= WORK REQUIRED =
Tally how many lines in the material include the word "bicycle", then give that figure by itself.

Top of DATA SHOWN

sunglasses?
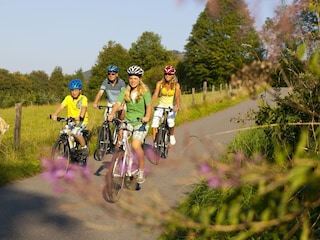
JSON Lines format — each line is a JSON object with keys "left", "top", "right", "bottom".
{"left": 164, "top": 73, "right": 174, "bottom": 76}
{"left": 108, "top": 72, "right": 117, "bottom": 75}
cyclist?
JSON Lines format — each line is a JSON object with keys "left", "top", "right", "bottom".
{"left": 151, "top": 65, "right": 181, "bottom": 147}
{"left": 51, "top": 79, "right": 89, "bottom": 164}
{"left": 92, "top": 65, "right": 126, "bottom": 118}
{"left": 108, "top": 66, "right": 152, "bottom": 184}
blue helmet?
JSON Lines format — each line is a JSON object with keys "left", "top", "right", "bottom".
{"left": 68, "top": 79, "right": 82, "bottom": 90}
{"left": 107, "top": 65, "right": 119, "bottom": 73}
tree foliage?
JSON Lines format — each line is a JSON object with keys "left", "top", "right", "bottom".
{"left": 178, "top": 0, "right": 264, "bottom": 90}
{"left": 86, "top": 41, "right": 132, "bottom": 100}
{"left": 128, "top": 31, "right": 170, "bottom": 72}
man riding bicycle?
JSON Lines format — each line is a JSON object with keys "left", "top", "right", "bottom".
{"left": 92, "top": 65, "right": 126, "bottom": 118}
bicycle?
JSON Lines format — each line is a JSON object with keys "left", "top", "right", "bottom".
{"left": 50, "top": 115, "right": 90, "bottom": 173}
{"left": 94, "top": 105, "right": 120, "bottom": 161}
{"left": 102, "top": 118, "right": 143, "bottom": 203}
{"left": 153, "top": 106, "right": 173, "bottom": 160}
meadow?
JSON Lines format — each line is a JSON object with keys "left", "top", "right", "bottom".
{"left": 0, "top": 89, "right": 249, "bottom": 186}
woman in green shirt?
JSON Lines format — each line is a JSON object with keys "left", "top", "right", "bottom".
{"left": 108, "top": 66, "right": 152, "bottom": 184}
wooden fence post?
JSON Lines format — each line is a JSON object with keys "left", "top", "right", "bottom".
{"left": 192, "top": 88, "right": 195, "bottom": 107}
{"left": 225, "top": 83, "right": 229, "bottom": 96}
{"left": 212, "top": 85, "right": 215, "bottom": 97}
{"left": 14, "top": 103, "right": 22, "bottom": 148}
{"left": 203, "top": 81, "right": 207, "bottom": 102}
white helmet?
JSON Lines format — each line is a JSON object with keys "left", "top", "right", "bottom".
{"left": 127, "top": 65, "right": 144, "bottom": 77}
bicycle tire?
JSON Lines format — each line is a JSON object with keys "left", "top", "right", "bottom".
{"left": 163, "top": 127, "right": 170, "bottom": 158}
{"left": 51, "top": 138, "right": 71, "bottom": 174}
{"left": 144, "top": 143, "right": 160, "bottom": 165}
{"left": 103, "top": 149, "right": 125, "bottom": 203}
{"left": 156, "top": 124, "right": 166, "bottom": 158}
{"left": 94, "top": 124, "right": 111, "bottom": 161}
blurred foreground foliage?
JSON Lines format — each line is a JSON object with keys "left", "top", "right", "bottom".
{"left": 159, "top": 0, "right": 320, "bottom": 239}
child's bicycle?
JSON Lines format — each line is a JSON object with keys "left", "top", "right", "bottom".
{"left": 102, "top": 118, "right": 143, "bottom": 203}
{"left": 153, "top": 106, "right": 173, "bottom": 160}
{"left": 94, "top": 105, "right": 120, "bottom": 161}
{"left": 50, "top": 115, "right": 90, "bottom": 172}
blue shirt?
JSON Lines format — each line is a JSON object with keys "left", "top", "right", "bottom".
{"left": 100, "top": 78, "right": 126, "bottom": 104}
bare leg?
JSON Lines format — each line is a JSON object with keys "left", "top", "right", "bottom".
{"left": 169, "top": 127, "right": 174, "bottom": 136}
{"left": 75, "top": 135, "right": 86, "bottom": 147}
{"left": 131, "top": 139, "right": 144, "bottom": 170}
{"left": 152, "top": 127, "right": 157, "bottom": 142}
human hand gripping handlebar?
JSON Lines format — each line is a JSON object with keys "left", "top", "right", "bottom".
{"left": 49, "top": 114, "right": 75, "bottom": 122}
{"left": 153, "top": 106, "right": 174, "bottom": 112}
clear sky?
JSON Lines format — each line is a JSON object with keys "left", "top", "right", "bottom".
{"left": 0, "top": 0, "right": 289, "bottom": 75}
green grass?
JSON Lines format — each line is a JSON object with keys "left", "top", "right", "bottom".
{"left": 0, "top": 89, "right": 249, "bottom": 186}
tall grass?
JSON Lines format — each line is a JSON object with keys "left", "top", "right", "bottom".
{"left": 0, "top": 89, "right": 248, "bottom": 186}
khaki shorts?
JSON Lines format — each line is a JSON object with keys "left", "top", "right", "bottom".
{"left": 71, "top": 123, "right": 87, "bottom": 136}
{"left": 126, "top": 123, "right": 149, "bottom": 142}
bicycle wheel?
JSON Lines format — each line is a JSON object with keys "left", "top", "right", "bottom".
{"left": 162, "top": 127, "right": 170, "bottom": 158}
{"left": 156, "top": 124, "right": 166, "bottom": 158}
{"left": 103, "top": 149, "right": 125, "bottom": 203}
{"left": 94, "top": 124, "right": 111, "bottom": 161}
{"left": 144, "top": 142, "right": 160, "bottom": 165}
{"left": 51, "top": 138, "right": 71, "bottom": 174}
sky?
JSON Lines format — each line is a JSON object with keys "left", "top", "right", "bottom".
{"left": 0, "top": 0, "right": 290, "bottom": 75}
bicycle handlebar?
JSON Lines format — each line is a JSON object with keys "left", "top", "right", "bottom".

Bottom of DATA SHOWN

= EXERCISE ANSWER =
6